=== TASK SET ===
**1.** Return the part of the R graphing tutorial from "For our purposes, we’ll" up to and including "already done so.", copied word for word.
**2.** Write the next part of the R graphing tutorial, picking up right after its final sentence.

+++ SOURCE DOCUMENT

R for Data Science (2e) - Visualize (Chapters 10 to 12) Hadley Wickham, Mine Çetinkaya-Rundel & Garrett Grolemund
The R Graph Gallery Yan Holtz

For our purposes, we’ll go over how to create some basic graphs using base R, and more aesthetically pleasing graphs using the ggplot2 package. We’ll illustrate some graphs using the gapminder dataframe from the gapminder library. So go ahead and install this library if you haven’t already done so.

10.1 Visualizations in Base R

10.1.1 Bar graphs

Bar graphs are commonly used to illustrate differences between groups on some numeric measure. Usually the levels of a categorical variable are on one axis, and some sort of numeric measure on the other axis. The latter can be another variable, but can also be a summary measures such as counts, sums, means, or standard deviations. In base R, we can create a bar graph using the barplot() function. Let’s say I want to compare the total population for the five continents in the gapminder dataframe for the year 1952.

library(gapminder)
library(tidyverse)

# First, I'll create a small dataframe which filters the dataframe by the year 1952. It then groups the dataframe by continent, and creates a new variable which adds up the total population by continent. It then divides this variable by a million, rounds to the nearest integer, and renames the columns.

sumpop <- gapminder %>%
  filter(year == "1952") %>%
  group_by(continent) %>%
  summarise(sum_pop = sum(pop)) %>%
  mutate(sum_pop = round((sum_pop/1000000), digits = 0)) %>%
  rename("Total Population (Millions)" = sum_pop,
         "Continent" = continent) 


head(sumpop)
# A tibble: 5 × 2
  Continent `Total Population (Millions)`
  <fct>                             <dbl>
1 Africa                              238
2 Americas                            345
3 Asia                               1395
4 Europe                              418
5 Oceania                              11
# Now, let's make a basic barplot.

barplot(sumpop$`Total Population (Millions)`,
        names.arg = sumpop$Continent)

Ok, that’s not the prettiest bar graph in the world. Also the y-axis doesn’t extend to the maximum value of the data. Let’s change the y-axis limits with the ylim argument. Let’s also add some color to the bars, add a title, and label the y-axis.

Colors in R

Before we proceed, let’s take a moment to review how to use colors for our visualizations in R. There are a number of ways to use colors in R. The first way is to simple write the name of the color like "red", "beige", "cyan" or more exotic color names such as "darkorchid2", "goldenrod", and "mistyrose". In fact, there are 657 colors which you can currently call by name. The full list can be seen by running the colors() function. Of course, seeing a list of color names is not useful unless we already know how the colors look. To see a full list of all 657 colors along with their names, check out this Data Novia page.

You might want to choose colors based on a palette, often to illustrate progress on a gradient. Or you might just find it easier to look at a palette and see which colors work well together. In such cases, I recommend choosing an established color palette from the RColorBrewer package. You can load this library and use the display.brewer.all() function to get a list of color palettes. The palettes are listed in Figure 10.1 below. You can then use the brewer.pal() function from the RColorBrewer package to add some colors to our visualizations. The first argument is the number of colors you want, and the second argument is the name of the palette.

++++++
+++ DATA PROVIDED

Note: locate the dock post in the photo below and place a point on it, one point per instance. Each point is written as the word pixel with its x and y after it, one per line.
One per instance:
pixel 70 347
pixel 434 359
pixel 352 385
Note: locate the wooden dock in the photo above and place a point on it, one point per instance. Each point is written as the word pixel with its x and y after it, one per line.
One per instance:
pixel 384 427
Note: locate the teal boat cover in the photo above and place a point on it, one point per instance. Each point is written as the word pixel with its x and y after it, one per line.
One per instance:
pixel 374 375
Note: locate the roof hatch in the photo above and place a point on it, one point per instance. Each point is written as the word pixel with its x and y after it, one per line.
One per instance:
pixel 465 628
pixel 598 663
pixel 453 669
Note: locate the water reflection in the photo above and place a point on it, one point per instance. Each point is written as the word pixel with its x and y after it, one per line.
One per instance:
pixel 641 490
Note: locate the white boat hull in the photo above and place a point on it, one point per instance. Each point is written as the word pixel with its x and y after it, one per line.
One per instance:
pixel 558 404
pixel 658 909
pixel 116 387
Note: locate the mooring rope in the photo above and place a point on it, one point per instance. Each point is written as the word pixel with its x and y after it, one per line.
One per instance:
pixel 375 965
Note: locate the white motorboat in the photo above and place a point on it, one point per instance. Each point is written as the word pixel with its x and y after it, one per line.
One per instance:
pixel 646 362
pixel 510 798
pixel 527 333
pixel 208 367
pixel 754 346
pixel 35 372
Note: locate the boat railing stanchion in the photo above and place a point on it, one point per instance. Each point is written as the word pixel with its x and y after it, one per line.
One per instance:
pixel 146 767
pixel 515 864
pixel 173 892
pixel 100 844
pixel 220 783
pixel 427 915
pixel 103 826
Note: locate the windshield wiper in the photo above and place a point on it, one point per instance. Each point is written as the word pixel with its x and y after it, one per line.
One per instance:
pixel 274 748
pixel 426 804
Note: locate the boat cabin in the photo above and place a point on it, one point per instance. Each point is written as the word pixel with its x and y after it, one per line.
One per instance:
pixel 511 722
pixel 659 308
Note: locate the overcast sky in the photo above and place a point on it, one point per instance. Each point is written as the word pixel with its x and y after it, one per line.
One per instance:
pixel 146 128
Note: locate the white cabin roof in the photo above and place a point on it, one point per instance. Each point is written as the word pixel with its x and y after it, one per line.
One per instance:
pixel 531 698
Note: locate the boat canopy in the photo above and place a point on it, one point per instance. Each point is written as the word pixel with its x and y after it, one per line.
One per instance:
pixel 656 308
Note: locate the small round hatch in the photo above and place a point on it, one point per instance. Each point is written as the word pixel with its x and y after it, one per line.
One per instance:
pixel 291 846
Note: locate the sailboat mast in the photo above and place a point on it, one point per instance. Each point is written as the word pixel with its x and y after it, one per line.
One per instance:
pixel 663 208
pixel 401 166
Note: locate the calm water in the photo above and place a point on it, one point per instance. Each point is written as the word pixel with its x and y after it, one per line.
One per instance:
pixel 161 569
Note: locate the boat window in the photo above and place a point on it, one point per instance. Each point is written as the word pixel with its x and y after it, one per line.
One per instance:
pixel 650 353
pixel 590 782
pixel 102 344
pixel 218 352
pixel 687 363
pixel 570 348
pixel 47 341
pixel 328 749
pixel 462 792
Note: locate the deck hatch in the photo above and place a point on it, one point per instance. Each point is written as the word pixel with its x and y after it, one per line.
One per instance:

++++++

=== RESPONSES FOR EACH TASK ===
**1.**
For our purposes, we’ll go over how to create some basic graphs using base R, and more aesthetically pleasing graphs using the ggplot2 package. We’ll illustrate some graphs using the gapminder dataframe from the gapminder library. So go ahead and install this library if you haven’t already done so.

**2.**
Figure 10.1: The RColorBrewer package has a number of great color palettes.

There are also great color packages available through other packages. One of my favorites is the wesanderson package created by Karthik Ram, which contain color palettes from the movies of famous director Wes Anderson.

Finally, you can also invoke colors by hexadecimal number. The hexadecimal system is a numerical system of base-16. It uses 16 symbols to represent numbers (10 to 15 are represented with the letters A through F). A list of hexadecimal numbers can be found in Figure 10.2.

Figure 10.2: Hexadecimal color codes. Source: VisiBone.

When using the hexadecimal (or ‘hex’) number in the col = argument, make sure to add a hash # in front of the code (e.g. #00CCFF, #0033CC).

Ok, back to our barplot. Let’s create one with named colors, labels, and a title.

barplot(sumpop$`Total Population (Millions)`,  #this is the y-axis variable.
        names.arg = sumpop$Continent,          # this is the x-axis variable.
        col = c("forestgreen", "darkblue", "brown2", "gold1", "magenta4"), # the color of the bars
        ylim = c(0, 1400), # y-axis limit
        ylab = "Population (millions)",
        main = "Total Population by Continent in 1952"  # Title of graph.
        )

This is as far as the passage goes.